■ DATA UNDER STUDY
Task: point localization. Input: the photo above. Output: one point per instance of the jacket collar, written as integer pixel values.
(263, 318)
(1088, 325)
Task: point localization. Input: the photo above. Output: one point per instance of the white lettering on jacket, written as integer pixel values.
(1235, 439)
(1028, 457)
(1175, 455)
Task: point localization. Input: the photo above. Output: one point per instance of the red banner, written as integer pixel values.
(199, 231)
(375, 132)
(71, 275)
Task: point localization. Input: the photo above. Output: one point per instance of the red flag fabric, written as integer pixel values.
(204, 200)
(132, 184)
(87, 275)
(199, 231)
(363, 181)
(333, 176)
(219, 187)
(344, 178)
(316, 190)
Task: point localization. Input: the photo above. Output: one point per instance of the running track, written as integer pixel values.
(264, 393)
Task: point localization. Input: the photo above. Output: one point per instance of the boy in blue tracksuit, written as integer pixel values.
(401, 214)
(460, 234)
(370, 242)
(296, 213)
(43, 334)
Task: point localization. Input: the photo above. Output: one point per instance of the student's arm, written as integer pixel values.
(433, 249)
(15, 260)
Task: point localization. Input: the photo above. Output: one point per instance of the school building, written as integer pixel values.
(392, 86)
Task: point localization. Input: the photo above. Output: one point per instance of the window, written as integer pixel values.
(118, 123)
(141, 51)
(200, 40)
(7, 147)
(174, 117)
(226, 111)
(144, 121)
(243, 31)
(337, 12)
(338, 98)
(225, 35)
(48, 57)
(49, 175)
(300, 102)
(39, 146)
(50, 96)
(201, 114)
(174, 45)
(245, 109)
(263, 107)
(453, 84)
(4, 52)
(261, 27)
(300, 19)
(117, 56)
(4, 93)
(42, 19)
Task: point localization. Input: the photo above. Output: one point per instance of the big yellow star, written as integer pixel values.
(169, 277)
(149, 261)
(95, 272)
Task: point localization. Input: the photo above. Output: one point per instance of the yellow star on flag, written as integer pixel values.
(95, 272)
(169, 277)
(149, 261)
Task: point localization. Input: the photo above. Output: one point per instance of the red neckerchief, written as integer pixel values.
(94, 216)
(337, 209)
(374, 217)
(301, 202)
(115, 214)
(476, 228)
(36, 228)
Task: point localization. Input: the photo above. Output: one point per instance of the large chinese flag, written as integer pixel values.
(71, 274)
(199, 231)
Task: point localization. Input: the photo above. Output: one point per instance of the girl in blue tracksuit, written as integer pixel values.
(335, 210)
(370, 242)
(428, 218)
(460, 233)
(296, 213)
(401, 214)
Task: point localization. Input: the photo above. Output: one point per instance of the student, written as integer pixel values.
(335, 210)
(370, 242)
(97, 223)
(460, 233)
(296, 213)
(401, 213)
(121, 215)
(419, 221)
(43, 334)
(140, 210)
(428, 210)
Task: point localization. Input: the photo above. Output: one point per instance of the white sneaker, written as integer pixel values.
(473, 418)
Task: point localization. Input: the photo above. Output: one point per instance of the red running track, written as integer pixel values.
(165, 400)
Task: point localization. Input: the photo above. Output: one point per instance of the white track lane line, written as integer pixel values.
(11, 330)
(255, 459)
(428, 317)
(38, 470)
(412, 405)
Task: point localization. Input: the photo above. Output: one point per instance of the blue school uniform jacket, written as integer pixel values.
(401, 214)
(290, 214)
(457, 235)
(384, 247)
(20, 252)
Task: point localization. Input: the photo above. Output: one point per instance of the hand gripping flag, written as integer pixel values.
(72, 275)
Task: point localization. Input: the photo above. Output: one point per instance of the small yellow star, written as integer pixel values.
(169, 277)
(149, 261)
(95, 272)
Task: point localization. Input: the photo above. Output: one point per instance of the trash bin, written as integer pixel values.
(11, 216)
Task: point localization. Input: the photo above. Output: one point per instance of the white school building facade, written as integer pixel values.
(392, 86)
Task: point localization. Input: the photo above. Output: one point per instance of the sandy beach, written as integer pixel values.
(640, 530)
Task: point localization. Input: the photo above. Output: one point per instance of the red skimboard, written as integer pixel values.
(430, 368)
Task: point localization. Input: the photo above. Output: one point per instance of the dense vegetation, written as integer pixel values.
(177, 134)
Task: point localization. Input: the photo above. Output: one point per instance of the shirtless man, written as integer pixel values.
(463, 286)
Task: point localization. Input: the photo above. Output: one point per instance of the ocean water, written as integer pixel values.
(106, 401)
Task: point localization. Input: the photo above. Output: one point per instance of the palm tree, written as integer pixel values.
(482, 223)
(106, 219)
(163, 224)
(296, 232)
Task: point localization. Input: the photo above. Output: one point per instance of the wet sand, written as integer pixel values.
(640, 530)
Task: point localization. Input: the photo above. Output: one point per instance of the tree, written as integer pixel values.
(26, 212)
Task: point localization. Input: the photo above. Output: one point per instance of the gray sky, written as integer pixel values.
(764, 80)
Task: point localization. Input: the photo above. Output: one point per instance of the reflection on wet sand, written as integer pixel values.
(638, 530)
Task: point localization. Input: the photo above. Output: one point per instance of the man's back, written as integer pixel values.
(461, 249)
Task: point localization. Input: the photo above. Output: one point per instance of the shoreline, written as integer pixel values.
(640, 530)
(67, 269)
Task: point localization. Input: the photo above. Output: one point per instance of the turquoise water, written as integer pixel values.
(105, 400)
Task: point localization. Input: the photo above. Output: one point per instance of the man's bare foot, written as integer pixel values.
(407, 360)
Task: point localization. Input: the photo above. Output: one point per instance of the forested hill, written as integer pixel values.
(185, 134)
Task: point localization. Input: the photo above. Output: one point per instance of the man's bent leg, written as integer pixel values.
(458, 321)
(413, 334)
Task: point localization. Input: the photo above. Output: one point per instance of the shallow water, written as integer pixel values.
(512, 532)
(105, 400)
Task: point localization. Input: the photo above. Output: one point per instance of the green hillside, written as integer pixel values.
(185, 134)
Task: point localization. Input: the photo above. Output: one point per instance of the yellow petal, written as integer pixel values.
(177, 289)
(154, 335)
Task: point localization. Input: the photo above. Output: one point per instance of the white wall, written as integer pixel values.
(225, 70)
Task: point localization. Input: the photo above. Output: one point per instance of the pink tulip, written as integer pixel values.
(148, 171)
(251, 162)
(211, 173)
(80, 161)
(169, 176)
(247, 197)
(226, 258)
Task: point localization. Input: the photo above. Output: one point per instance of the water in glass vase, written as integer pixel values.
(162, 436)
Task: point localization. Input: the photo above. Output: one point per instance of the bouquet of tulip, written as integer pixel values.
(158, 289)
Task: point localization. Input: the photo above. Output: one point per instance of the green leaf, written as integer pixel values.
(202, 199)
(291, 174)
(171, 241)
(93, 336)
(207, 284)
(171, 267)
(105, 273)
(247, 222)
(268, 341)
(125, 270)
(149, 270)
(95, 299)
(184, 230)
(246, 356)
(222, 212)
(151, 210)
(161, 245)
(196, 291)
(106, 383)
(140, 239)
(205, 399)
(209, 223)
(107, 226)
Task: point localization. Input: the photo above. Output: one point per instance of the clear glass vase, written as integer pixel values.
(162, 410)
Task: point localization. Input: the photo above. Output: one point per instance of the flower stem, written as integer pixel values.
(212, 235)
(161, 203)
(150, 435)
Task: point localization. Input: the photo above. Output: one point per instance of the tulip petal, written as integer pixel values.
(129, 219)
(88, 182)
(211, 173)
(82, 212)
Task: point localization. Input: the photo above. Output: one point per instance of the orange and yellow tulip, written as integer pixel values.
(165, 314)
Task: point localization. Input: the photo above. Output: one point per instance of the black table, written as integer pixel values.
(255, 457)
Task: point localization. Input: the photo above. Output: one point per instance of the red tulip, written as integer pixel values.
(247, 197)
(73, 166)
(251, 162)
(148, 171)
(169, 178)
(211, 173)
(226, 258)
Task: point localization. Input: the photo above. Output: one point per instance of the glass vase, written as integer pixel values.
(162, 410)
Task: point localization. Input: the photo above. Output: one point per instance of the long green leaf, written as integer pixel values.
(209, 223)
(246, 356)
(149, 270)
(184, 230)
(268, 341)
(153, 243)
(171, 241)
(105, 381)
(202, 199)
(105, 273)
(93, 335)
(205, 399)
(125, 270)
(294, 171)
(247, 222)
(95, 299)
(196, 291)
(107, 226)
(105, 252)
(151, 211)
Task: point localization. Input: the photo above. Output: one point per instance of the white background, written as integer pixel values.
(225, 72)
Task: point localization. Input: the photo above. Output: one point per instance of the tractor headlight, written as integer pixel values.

■ EXERCISE REQUIREMENTS
Would you please set down the lines from the one with "yellow tulip, written as integer pixel values." to the end of the data above, exactly and without any other lines?

■ TASK OUTPUT
Task: point localization. Input: the photo above. Output: one point per instance of the orange and yellow tulip, written as integer pixel values.
(165, 314)
Task: point localization. Input: the photo above. Output: one point per instance of the black table, written as integer pixel values.
(255, 457)
Task: point localization. Input: the photo above. Output: one point per instance of the red tulip, written as integer pixel values.
(247, 197)
(73, 166)
(251, 162)
(148, 171)
(169, 178)
(211, 173)
(226, 258)
Task: point localization. Input: the photo above. Output: one point per instance of the glass vase, written as integer pixel values.
(162, 410)
Task: point localization. Input: the photo above. Output: one point per instance of the long green leaf, written as integer pixel values.
(209, 223)
(246, 356)
(149, 270)
(184, 230)
(268, 341)
(153, 243)
(171, 241)
(105, 381)
(202, 199)
(105, 273)
(93, 335)
(205, 399)
(125, 270)
(294, 171)
(247, 222)
(95, 299)
(196, 291)
(107, 226)
(105, 252)
(151, 211)
Task: point localization. Input: the photo above. Output: one point per instance of the white background, written as integer pixel values.
(225, 72)
Task: point localization. Input: the photo above. Output: one point per instance of the tractor headlight, written as integer pixel values.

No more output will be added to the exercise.